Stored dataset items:
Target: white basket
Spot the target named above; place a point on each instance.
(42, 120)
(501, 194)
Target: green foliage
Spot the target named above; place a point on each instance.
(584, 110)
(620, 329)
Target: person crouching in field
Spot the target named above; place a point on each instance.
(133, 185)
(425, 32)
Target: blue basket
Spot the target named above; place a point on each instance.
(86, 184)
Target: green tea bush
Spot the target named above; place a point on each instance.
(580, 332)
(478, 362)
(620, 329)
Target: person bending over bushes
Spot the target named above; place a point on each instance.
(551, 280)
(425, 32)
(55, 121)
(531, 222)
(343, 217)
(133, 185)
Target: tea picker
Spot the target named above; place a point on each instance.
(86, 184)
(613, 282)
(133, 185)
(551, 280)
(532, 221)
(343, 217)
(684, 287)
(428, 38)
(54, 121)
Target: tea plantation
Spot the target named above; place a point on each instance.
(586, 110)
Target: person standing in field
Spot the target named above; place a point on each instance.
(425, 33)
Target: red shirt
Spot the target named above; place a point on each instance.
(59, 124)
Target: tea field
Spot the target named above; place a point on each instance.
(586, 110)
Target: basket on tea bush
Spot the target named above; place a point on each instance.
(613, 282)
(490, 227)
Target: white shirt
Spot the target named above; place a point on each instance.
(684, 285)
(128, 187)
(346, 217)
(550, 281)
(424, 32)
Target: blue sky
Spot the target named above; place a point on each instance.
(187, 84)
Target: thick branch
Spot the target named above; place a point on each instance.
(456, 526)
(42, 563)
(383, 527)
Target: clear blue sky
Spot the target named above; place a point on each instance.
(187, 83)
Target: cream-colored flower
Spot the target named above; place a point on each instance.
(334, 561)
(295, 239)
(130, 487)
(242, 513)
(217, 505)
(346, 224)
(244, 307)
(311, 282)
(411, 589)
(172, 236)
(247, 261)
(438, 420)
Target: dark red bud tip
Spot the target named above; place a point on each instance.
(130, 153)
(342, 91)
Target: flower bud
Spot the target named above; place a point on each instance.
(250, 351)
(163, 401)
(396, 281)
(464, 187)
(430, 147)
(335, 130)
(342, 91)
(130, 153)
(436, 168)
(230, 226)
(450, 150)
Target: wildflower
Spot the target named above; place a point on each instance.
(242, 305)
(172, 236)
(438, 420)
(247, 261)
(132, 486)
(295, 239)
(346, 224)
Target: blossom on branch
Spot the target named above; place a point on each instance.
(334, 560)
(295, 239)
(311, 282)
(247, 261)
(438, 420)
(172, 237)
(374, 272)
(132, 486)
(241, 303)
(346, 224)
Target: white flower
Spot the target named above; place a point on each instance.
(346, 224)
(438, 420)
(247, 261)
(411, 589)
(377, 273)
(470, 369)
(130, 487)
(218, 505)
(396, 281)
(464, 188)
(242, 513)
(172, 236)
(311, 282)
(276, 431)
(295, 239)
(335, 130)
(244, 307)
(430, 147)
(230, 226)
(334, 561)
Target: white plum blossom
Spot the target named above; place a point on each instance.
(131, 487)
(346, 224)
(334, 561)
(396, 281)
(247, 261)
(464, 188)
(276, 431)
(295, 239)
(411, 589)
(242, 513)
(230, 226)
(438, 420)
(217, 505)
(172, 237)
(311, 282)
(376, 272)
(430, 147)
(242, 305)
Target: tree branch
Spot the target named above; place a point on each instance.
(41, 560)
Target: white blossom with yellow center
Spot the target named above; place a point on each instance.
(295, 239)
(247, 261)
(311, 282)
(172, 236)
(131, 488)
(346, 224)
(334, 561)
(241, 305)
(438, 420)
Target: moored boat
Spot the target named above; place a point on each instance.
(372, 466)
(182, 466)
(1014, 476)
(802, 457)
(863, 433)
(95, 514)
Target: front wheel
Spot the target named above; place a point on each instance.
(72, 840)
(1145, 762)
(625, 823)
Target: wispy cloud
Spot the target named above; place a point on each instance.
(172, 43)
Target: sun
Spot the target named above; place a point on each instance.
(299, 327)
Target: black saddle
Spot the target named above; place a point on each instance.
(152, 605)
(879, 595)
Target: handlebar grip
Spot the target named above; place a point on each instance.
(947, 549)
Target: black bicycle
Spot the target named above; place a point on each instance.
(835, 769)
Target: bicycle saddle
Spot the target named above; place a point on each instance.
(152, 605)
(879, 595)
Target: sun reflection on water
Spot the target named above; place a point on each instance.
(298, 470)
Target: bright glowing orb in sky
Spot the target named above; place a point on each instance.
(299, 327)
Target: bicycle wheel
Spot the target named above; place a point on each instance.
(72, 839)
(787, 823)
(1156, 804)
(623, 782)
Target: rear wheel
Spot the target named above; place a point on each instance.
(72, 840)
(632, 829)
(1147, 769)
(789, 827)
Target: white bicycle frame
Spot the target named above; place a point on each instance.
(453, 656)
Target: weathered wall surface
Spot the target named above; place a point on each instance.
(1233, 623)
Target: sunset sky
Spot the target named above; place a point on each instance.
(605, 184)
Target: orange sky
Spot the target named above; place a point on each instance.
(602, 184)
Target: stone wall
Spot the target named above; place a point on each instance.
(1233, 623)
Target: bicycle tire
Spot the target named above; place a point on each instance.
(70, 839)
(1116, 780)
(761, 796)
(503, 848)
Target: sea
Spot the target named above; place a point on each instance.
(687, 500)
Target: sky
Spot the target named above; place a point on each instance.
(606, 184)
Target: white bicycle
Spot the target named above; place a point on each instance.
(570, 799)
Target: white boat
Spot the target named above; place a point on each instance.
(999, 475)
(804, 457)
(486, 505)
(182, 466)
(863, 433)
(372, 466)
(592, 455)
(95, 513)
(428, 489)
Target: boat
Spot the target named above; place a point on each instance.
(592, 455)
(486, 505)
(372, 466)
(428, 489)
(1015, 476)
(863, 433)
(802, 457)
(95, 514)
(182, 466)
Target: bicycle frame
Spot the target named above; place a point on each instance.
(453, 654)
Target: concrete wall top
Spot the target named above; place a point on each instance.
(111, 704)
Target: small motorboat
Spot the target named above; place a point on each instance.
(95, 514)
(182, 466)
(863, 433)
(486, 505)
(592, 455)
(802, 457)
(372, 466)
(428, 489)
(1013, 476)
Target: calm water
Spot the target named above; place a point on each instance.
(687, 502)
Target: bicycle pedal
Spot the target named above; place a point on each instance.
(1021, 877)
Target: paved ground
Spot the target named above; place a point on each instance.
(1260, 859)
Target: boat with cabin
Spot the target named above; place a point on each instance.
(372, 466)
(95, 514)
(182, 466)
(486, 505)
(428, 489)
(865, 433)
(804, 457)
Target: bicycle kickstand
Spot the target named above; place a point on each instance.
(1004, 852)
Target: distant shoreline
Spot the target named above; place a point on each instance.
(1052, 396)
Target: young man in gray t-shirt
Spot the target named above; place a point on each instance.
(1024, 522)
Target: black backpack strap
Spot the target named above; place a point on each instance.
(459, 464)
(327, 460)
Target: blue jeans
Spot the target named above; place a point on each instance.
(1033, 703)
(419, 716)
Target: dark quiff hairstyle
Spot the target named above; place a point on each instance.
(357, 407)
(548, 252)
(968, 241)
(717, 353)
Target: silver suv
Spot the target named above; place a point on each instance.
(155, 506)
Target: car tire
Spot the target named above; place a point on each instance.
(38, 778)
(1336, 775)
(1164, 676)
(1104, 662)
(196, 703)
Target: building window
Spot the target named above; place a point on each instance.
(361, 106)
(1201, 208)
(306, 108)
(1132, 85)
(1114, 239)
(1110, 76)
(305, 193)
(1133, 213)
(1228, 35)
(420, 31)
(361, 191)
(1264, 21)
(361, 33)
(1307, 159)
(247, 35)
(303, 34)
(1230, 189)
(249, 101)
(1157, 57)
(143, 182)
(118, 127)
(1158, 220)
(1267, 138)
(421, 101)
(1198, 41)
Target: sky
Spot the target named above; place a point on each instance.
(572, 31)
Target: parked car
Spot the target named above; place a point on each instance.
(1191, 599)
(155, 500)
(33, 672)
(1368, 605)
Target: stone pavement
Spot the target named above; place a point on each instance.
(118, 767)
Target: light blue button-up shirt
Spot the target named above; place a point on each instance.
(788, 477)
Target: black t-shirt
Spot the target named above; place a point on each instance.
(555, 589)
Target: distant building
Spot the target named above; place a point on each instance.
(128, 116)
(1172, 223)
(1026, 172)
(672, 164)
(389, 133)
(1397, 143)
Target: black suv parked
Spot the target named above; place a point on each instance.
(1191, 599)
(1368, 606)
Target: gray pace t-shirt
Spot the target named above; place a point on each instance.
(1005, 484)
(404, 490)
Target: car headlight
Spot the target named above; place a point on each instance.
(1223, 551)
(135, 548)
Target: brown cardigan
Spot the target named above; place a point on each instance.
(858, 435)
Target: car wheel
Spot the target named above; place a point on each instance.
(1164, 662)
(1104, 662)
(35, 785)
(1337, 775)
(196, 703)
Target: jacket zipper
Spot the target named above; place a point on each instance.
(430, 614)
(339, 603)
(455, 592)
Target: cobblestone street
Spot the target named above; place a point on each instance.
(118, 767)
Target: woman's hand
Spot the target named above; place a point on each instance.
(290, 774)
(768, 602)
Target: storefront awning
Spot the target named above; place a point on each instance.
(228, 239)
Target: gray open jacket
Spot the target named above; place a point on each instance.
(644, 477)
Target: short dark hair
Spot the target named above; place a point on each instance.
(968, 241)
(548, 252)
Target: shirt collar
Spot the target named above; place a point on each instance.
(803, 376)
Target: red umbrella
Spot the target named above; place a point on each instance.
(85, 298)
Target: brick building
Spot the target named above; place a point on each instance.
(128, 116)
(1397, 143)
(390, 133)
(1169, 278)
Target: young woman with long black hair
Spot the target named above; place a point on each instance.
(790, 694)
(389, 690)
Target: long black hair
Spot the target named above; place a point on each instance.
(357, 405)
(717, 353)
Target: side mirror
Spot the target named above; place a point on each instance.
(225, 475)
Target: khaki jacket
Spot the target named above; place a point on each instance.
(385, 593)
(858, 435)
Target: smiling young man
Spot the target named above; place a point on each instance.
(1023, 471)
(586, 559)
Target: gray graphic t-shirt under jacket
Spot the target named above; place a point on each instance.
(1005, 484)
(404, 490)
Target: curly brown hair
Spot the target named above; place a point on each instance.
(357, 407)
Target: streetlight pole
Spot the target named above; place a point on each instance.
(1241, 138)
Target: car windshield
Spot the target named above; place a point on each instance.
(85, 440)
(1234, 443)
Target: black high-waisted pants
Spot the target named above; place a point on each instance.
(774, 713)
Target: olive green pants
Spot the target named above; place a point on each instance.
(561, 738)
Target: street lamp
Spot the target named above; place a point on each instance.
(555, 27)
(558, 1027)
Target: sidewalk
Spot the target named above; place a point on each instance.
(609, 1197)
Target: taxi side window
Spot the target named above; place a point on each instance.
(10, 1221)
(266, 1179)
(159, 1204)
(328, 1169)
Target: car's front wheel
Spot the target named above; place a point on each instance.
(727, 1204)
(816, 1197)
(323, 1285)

PROBLEM » Given the data above, transcribe exactly the lines from the one containing "Target: black saddle" down to the one containing "Target: black bicycle", and no others.

SOLUTION TO THE PROBLEM »
Target: black saddle
Spot the target named above; place a point on each instance.
(152, 605)
(879, 595)
Target: handlebar grip
Spot the target named above; place a point on each instance.
(947, 549)
Target: black bicycle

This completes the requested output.